◆ EXCERPT TO READ ◆
Believe it or not, the vast majority of religiously-observant Jewish women do not shave their heads before donning the marital wig. (Guess what – they don’t all wear wigs!) Nor do young religious Jewish women come home to find prospective suitors seated in their living rooms, invited by their parents without their having been asked first.
I mean, literally nobody does this.
The religious Jewish schools address I’m familiar with address issues of faith with seriousness, and treat student questions with respect. Except perhaps in very fringe communities, no one goes into adulthood “brainwashed.”
From a literary point of view, the author has made no effort to breath life into her characters. There’s nothing distinctive about the narrator (I’d call her a protagonist, but except for whining about her supposedly limited life, she doesn’t really *do* anything). She’s not a human being, just a stick figure made to carry a lot of prejudices and preconceptions. Ditto the other characters.
Silver hits every anti-religious and anti-Jewish cliché in the book. Not sure whether out of ignorance or malice. Maybe both.

[Segmentation mask data]
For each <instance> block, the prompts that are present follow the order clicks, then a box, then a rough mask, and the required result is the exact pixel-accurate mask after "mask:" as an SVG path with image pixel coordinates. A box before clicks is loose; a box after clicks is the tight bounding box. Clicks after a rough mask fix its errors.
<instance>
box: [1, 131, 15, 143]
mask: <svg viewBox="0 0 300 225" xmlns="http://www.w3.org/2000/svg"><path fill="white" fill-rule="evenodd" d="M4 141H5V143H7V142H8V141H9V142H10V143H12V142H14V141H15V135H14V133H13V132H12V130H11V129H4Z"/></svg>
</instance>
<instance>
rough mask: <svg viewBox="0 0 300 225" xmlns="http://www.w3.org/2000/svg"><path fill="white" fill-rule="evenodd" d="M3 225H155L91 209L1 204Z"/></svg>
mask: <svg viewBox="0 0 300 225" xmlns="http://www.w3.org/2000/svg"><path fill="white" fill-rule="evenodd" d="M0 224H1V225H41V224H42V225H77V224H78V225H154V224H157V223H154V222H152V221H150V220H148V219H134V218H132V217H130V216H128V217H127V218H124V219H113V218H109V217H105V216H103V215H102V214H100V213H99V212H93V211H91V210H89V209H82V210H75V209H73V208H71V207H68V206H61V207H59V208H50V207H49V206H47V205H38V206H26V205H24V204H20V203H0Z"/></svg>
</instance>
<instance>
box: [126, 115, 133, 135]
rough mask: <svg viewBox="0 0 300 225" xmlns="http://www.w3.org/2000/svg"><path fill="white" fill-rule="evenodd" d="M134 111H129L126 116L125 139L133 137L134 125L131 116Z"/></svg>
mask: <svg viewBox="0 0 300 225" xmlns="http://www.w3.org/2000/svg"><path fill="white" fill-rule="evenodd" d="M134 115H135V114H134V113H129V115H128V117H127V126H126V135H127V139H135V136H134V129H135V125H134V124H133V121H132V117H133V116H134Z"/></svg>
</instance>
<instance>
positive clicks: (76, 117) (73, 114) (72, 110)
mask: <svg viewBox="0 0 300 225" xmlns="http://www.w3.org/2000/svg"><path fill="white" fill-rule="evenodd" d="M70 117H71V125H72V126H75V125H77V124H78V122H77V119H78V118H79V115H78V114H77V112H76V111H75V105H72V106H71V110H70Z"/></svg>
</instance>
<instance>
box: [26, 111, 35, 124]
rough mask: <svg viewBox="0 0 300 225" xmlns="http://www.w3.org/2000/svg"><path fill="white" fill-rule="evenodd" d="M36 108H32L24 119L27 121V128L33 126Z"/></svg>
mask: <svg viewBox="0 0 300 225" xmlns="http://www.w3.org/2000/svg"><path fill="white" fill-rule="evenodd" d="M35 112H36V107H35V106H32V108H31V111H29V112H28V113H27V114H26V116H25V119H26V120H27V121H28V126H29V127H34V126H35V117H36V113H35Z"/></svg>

◆ TASK TO CARRY OUT ◆
Copy everything in the review from "The religious Jewish" down to "the other characters.", swapping "stick figure" for "cardboard cutout".

◆ RESPONSE AREA ◆
The religious Jewish schools address I’m familiar with address issues of faith with seriousness, and treat student questions with respect. Except perhaps in very fringe communities, no one goes into adulthood “brainwashed.”
From a literary point of view, the author has made no effort to breath life into her characters. There’s nothing distinctive about the narrator (I’d call her a protagonist, but except for whining about her supposedly limited life, she doesn’t really *do* anything). She’s not a human being, just a cardboard cutout made to carry a lot of prejudices and preconceptions. Ditto the other characters.